— Task instructions —
Only the lines from the one containing "Pin each instance of the woman's bare" to the end of the entries should be written out, each exactly as it stands, both ends included.

• • • • •

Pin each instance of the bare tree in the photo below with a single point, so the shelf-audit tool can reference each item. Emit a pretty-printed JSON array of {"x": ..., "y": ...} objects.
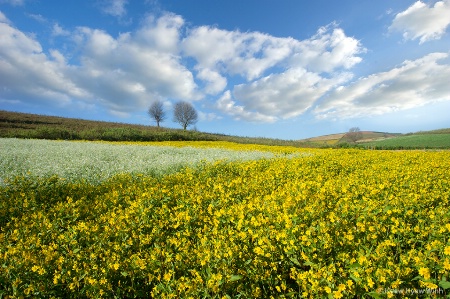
[
  {"x": 354, "y": 134},
  {"x": 156, "y": 112},
  {"x": 184, "y": 114}
]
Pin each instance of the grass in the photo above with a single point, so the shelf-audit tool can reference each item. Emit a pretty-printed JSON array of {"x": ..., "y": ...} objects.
[
  {"x": 98, "y": 161},
  {"x": 414, "y": 141},
  {"x": 33, "y": 126}
]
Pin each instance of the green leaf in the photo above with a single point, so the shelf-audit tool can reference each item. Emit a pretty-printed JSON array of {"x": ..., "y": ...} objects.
[
  {"x": 354, "y": 266},
  {"x": 295, "y": 261},
  {"x": 444, "y": 284},
  {"x": 356, "y": 279},
  {"x": 375, "y": 295}
]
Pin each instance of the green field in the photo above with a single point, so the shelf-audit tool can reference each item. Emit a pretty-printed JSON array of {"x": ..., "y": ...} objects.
[{"x": 412, "y": 142}]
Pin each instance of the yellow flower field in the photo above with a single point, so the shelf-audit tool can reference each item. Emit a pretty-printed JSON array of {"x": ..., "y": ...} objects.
[{"x": 334, "y": 223}]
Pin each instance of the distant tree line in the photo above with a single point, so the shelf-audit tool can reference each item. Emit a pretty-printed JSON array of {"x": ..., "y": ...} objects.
[{"x": 183, "y": 113}]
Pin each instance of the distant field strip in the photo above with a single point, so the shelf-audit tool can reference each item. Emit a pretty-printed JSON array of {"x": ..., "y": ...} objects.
[
  {"x": 414, "y": 141},
  {"x": 97, "y": 161}
]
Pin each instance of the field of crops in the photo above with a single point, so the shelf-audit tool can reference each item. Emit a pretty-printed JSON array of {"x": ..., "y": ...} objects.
[
  {"x": 415, "y": 141},
  {"x": 285, "y": 223}
]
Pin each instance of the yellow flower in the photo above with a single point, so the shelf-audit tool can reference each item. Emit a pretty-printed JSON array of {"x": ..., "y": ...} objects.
[
  {"x": 425, "y": 273},
  {"x": 447, "y": 250},
  {"x": 446, "y": 264}
]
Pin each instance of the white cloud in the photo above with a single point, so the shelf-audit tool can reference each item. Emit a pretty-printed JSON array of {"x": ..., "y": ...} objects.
[
  {"x": 115, "y": 8},
  {"x": 162, "y": 34},
  {"x": 57, "y": 30},
  {"x": 123, "y": 73},
  {"x": 288, "y": 94},
  {"x": 282, "y": 77},
  {"x": 26, "y": 73},
  {"x": 215, "y": 83},
  {"x": 3, "y": 18},
  {"x": 413, "y": 84},
  {"x": 226, "y": 105},
  {"x": 236, "y": 53},
  {"x": 300, "y": 72},
  {"x": 329, "y": 49},
  {"x": 423, "y": 21}
]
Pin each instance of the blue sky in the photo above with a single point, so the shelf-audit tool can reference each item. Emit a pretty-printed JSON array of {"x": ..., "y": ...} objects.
[{"x": 288, "y": 69}]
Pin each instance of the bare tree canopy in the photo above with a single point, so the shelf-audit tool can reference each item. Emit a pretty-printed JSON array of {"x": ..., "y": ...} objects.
[
  {"x": 184, "y": 114},
  {"x": 156, "y": 112},
  {"x": 354, "y": 134}
]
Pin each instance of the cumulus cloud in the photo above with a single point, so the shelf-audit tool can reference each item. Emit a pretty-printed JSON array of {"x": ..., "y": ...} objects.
[
  {"x": 57, "y": 30},
  {"x": 26, "y": 73},
  {"x": 412, "y": 84},
  {"x": 122, "y": 73},
  {"x": 279, "y": 77},
  {"x": 115, "y": 8},
  {"x": 227, "y": 105},
  {"x": 287, "y": 94},
  {"x": 3, "y": 18},
  {"x": 423, "y": 22},
  {"x": 307, "y": 69}
]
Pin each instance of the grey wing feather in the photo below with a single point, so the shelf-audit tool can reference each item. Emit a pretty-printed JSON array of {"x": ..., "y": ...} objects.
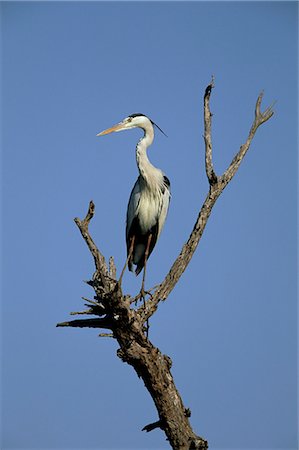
[
  {"x": 132, "y": 206},
  {"x": 164, "y": 206}
]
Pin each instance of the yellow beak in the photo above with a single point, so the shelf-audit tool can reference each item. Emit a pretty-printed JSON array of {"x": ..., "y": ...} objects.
[{"x": 116, "y": 127}]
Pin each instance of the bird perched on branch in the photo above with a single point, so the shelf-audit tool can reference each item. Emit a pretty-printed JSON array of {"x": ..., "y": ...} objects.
[{"x": 149, "y": 199}]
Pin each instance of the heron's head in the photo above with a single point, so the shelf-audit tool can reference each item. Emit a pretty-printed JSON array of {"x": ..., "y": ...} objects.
[{"x": 136, "y": 120}]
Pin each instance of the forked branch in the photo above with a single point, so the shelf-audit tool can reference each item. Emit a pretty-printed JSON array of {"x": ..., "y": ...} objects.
[
  {"x": 116, "y": 311},
  {"x": 217, "y": 185}
]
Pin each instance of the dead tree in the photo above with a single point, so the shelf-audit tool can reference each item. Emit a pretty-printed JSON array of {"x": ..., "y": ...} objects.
[{"x": 118, "y": 313}]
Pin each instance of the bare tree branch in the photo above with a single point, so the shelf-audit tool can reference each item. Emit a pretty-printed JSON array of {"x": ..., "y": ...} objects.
[
  {"x": 152, "y": 426},
  {"x": 259, "y": 119},
  {"x": 127, "y": 324},
  {"x": 99, "y": 259},
  {"x": 217, "y": 185},
  {"x": 212, "y": 177},
  {"x": 87, "y": 323}
]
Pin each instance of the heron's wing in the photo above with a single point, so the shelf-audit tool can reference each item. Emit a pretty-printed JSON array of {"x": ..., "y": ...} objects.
[
  {"x": 132, "y": 209},
  {"x": 164, "y": 205}
]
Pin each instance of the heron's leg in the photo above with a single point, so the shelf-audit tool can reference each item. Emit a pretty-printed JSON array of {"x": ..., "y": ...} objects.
[
  {"x": 142, "y": 292},
  {"x": 127, "y": 260}
]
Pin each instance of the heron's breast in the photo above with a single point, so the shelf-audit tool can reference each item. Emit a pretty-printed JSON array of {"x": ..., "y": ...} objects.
[{"x": 148, "y": 210}]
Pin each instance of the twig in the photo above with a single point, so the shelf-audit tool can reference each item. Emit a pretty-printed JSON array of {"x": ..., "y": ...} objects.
[
  {"x": 87, "y": 323},
  {"x": 99, "y": 259},
  {"x": 152, "y": 426},
  {"x": 212, "y": 177},
  {"x": 112, "y": 268}
]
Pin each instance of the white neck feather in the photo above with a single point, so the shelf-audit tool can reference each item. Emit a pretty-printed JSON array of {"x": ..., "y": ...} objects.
[{"x": 152, "y": 176}]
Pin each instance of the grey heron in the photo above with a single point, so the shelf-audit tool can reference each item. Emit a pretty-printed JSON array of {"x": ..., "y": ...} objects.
[{"x": 149, "y": 199}]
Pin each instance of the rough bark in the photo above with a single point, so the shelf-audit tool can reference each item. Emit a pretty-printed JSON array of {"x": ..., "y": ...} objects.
[{"x": 116, "y": 312}]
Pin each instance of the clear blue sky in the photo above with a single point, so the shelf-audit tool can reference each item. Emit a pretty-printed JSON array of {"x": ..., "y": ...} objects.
[{"x": 70, "y": 70}]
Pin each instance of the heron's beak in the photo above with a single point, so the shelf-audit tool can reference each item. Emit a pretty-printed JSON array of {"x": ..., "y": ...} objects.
[{"x": 117, "y": 127}]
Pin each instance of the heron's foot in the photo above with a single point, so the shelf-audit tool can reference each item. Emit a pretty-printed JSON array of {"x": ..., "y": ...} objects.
[{"x": 142, "y": 295}]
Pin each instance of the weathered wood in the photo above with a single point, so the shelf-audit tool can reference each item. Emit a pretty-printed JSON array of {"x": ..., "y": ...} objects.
[{"x": 116, "y": 311}]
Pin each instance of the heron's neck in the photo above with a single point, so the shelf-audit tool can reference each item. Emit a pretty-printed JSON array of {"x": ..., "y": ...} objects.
[{"x": 146, "y": 169}]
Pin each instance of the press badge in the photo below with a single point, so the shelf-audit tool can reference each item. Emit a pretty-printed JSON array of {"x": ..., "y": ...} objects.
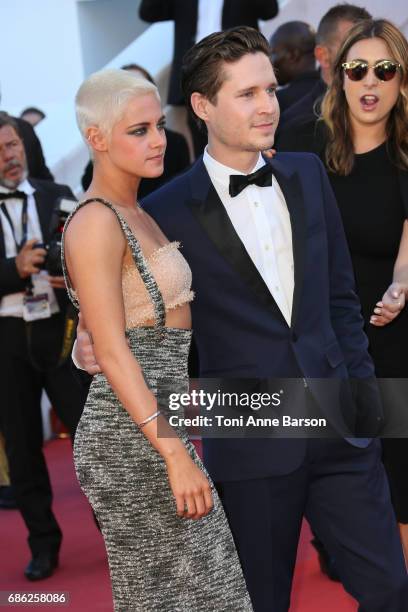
[{"x": 36, "y": 307}]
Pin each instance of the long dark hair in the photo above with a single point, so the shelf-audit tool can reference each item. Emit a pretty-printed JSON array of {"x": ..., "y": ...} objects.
[{"x": 340, "y": 150}]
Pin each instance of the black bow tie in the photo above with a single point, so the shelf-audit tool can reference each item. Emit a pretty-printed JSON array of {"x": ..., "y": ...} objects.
[
  {"x": 262, "y": 178},
  {"x": 8, "y": 195}
]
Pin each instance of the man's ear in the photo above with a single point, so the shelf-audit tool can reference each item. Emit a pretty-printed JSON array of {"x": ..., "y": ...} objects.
[
  {"x": 96, "y": 138},
  {"x": 322, "y": 56},
  {"x": 200, "y": 105}
]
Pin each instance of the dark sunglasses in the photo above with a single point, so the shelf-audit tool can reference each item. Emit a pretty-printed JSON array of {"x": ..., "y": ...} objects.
[{"x": 384, "y": 70}]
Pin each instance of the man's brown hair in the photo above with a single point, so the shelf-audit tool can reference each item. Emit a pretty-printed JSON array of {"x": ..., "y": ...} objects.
[{"x": 202, "y": 64}]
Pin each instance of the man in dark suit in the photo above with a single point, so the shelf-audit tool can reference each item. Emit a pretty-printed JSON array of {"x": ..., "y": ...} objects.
[
  {"x": 292, "y": 47},
  {"x": 275, "y": 299},
  {"x": 37, "y": 168},
  {"x": 194, "y": 19},
  {"x": 331, "y": 32},
  {"x": 35, "y": 322}
]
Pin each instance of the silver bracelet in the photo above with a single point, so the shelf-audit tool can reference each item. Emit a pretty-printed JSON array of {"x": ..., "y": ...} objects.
[{"x": 150, "y": 418}]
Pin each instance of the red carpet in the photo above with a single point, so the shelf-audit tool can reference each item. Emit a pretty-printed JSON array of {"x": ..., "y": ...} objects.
[{"x": 83, "y": 571}]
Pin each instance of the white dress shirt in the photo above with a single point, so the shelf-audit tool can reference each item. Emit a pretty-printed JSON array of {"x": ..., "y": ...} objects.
[
  {"x": 261, "y": 219},
  {"x": 209, "y": 18},
  {"x": 12, "y": 305}
]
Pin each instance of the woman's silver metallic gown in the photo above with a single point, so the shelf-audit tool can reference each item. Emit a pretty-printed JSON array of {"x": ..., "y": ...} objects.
[{"x": 158, "y": 562}]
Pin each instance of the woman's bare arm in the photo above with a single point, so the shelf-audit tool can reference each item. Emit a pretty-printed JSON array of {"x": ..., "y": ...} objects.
[
  {"x": 94, "y": 250},
  {"x": 394, "y": 299}
]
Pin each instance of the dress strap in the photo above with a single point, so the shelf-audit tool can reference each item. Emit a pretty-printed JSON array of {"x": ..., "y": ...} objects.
[{"x": 140, "y": 262}]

• • • • •

— Response —
Pin each instance of the woman's bare arm in the photo above with a single point, so the shelf-audit tool can reference each item. Emit a pretty-printed JSON array of {"x": ..., "y": ...} objects.
[
  {"x": 94, "y": 250},
  {"x": 394, "y": 299}
]
Pin each instance of the dress strap in the photo above with a single point, so the shelf-audit tool can reference each item. Emit a pretty-printed JSON array of {"x": ..., "y": ...} objects.
[{"x": 140, "y": 262}]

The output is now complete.